_Passage shown_

● ● ● ● ●

Saturday, 1 June 2019

MY SON IS NOT LIKE ME! #DADCAMP

HE IS NOT LIKE ME




I was not what you would call a ‘baby person’. I wouldn’t jump up and down with excitement at the sight of a new baby, neither would I ask their weight or what time they were born at and I wouldn’t huff if I didn’t get a cuddle. Babies all looked the same to me and behaved the same; they ate, sleep, cry, wind and pooed. If a friend or family member had a baby I would do well to remember the sex and name, to be honest all the hype was just wasted on me I’m afraid.

When my wife became pregnant with our first son, all that began to change as something slowly began to awaken in me. I’ll call it my paternal instincts as I am not sure what else to call it but it was a nice warm feeling mixed with responsibility and duty. I would ride my motorcycle and all of a sudden feel like my family could suffer if I had an accident, I felt vulnerable. I began to watch baby programmes on T.V and even read books on fatherhood. I asked Pastors and church leaders for advice on managing my time between family and ministry. I liked the changes that were happening but I was however a little anxious, how would I cope with sleepless nights and nappies. My dad, so I am told, never changed a nappy once on his three sons. How times have changed; now a man is expected to fulfil all the duties of a women with the exception of breast feeding (thank God!) Apart from a baby in Romania (on a mission trip) I had never changed a nappy and that was just a wet one; what would I do with a stinker? There was every chance I would vomit over the baby.

● ● ● ● ●

_Information supplied_
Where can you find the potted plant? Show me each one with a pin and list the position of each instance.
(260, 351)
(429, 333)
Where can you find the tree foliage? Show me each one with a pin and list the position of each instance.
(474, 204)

● ● ● ● ●

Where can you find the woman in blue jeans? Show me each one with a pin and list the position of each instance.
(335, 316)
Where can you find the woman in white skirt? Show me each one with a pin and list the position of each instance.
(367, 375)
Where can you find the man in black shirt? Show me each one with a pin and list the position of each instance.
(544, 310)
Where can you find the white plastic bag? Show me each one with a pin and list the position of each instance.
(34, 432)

● ● ● ● ●

_Work task 1_
Please repeat the fatherhood post from "I was not what" through "me I’m afraid.", switching "baby" to "infant" each time it appears.
_Work task 2_
In the fatherhood post, where was the only baby whose nappy the writer had changed before?

_Answer area 1_
I was not what you would call a ‘infant person’. I wouldn’t jump up and down with excitement at the sight of a new infant, neither would I ask their weight or what time they were born at and I wouldn’t huff if I didn’t get a cuddle. Babies all looked the same to me and behaved the same; they ate, sleep, cry, wind and pooed. If a friend or family member had a infant I would do well to remember the sex and name, to be honest all the hype was just wasted on me I’m afraid.

_Answer area 2_
In Romania, on a mission trip.